Top of DATA
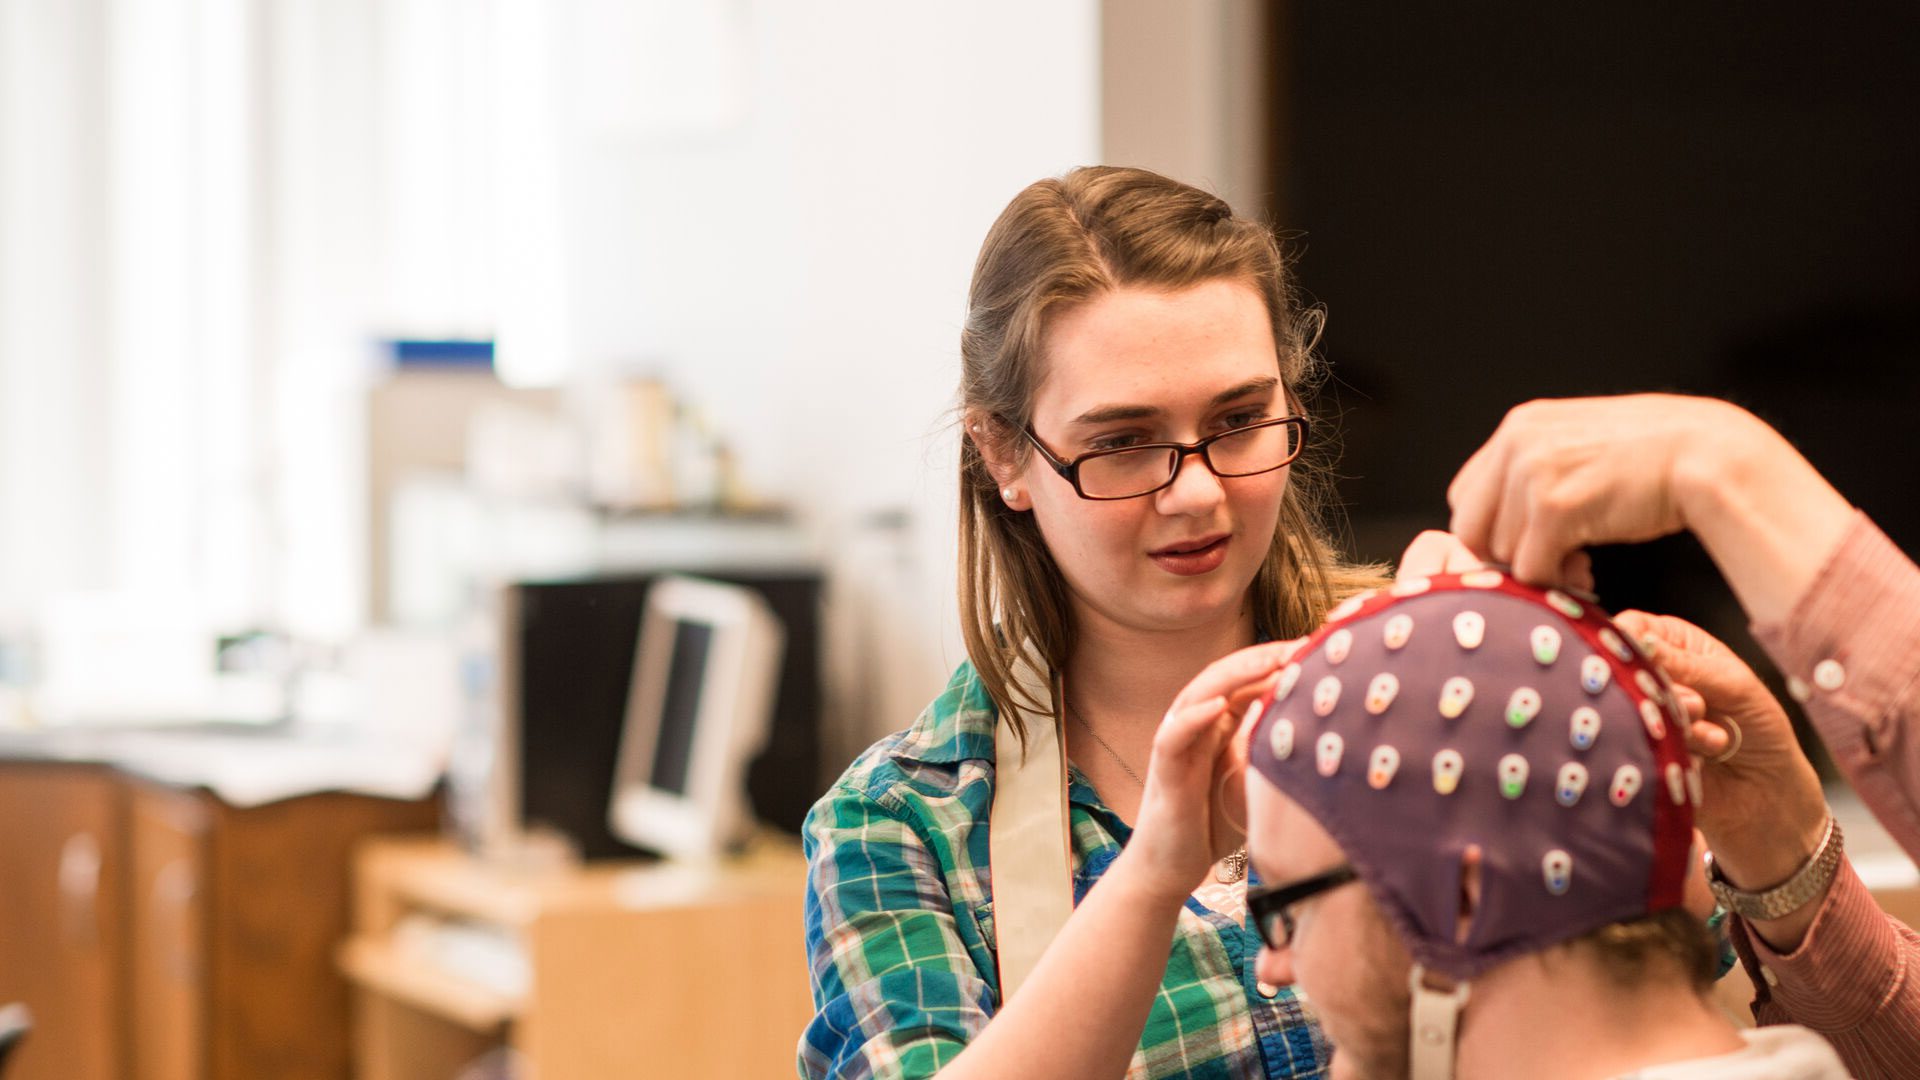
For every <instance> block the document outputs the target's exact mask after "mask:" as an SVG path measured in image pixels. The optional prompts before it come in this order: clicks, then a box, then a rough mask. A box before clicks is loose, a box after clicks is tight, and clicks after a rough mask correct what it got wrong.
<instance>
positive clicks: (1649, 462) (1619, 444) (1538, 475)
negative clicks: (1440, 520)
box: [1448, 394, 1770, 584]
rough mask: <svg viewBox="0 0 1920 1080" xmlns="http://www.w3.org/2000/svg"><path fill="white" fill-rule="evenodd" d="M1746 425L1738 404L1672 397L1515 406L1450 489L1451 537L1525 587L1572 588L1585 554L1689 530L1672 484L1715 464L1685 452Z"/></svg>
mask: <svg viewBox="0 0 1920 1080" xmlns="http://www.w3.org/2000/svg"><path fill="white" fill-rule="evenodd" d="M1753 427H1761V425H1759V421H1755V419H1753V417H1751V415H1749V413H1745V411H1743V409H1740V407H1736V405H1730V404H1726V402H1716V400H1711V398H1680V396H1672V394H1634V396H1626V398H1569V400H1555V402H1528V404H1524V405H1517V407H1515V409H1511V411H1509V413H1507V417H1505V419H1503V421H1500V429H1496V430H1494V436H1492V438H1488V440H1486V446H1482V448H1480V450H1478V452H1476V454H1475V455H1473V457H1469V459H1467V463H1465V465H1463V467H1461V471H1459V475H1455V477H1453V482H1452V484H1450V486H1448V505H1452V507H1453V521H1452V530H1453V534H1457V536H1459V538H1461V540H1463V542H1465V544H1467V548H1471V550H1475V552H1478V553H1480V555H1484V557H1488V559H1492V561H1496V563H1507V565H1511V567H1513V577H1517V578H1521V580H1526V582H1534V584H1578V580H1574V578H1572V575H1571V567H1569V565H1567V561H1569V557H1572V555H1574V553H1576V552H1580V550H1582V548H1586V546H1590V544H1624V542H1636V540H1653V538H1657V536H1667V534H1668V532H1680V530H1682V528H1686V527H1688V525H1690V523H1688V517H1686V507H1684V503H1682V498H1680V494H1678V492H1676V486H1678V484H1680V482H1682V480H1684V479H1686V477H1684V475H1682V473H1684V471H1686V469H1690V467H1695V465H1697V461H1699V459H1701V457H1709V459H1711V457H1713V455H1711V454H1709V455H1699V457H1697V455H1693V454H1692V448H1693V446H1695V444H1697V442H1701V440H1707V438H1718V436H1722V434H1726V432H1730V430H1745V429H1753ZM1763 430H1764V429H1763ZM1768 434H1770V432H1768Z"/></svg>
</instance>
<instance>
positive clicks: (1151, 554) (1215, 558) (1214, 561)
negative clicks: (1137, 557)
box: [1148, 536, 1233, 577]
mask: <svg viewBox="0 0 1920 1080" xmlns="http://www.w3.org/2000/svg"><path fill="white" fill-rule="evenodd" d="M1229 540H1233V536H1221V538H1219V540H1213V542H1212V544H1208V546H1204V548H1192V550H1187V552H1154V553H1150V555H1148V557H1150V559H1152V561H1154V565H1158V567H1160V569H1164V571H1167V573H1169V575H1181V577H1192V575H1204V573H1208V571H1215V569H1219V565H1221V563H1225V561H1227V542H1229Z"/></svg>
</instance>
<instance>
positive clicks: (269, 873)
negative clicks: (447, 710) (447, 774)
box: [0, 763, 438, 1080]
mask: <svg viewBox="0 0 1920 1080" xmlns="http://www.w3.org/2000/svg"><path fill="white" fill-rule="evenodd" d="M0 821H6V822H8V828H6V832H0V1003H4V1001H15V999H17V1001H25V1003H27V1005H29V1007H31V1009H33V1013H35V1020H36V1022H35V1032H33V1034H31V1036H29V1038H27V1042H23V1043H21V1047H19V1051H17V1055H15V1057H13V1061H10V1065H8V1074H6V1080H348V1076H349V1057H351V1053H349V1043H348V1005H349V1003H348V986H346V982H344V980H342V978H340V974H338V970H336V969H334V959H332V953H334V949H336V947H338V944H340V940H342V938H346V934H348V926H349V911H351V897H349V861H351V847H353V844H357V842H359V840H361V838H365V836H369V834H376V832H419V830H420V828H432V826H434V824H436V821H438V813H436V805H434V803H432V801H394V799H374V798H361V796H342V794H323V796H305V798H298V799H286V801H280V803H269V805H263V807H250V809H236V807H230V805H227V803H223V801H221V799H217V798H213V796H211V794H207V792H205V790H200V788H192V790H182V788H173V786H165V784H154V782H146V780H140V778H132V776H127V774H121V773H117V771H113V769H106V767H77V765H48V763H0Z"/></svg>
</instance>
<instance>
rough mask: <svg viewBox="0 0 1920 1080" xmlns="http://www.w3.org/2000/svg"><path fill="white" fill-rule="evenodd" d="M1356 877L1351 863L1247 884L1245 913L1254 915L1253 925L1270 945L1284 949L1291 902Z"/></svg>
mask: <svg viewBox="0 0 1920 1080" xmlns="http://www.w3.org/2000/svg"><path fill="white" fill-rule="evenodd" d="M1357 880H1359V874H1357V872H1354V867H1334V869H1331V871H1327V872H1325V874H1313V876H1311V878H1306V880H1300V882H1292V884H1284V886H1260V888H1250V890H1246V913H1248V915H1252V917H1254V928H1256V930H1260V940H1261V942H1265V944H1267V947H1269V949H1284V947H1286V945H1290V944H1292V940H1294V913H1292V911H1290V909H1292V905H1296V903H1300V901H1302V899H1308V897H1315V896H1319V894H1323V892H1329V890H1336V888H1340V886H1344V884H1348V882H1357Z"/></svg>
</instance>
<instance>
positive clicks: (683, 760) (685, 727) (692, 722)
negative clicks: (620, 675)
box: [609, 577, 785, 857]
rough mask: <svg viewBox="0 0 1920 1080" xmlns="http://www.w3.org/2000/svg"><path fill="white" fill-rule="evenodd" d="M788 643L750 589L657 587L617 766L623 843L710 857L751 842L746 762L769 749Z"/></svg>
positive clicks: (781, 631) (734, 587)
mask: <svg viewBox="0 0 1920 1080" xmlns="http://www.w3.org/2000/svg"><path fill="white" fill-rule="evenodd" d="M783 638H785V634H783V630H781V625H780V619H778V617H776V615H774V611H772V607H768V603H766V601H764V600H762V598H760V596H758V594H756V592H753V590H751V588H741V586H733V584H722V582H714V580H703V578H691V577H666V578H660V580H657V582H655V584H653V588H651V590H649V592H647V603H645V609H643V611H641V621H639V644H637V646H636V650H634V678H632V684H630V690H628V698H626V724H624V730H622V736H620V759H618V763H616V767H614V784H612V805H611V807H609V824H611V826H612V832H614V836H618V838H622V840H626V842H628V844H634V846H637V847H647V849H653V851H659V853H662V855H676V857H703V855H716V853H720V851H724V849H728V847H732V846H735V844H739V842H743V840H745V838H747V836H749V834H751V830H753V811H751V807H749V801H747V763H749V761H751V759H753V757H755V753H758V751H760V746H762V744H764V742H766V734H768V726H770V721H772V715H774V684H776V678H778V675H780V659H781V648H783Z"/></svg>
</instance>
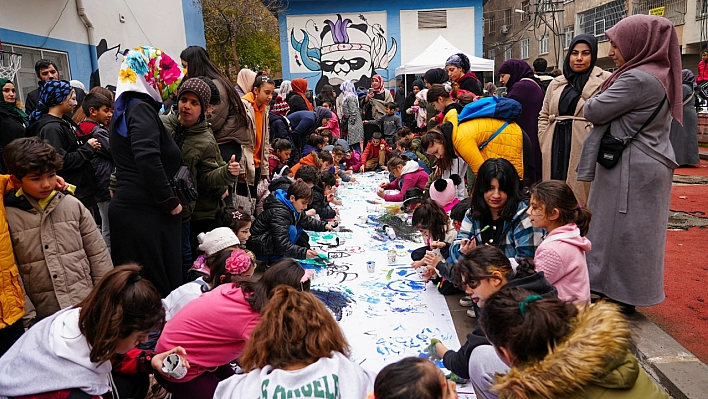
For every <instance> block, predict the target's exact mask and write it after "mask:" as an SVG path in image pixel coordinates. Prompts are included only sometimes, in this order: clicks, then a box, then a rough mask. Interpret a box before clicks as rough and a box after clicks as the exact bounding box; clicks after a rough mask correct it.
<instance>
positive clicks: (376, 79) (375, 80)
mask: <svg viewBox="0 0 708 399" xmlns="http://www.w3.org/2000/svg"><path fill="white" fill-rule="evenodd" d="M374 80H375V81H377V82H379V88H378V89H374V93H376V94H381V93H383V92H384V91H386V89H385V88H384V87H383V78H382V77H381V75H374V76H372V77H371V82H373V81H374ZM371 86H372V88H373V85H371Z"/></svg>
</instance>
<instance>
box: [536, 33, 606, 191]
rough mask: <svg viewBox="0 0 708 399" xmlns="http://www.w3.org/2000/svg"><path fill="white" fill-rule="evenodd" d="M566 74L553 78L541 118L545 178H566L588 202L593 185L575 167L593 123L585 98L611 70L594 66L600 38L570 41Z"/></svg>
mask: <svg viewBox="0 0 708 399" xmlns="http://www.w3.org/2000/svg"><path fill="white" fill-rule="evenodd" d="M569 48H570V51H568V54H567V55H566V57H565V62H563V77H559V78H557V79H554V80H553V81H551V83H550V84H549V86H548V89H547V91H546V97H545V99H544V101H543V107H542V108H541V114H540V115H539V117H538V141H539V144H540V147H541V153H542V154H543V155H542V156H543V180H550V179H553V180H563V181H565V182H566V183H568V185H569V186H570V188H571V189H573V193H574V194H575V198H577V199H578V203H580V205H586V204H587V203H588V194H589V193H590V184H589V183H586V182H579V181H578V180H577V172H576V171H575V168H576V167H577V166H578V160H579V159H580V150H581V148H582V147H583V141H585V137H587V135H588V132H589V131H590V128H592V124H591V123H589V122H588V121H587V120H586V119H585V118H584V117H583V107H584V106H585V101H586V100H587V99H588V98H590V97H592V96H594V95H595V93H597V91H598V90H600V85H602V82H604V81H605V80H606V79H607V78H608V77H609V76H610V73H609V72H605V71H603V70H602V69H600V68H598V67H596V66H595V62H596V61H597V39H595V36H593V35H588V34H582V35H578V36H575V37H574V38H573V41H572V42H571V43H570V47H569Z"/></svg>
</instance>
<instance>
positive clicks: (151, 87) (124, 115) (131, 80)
Bottom of DATA
**WORK TO COMPLETE:**
Turn the listing into a JSON list of strings, one string per line, from the start of the listing through the line containing "box: [1448, 394, 1770, 584]", leaving out blank lines and pictures.

**RESPONSE FOR THIS EXERCISE:**
[
  "For every <instance> block the document outputs the target's exact mask after \"mask:\" as an SVG path measured in image pixels. The optional prompts before it come in this order: clicks, then a box, then a rough mask. A box before clicks is loose, a box after clicks is tight, and clicks after a rough mask correct what it got wrong.",
  "<instance>",
  "positive clicks: (1649, 462) (1619, 444) (1538, 475)",
  "negative clicks: (1440, 520)",
  "box: [1448, 394, 1770, 584]"
]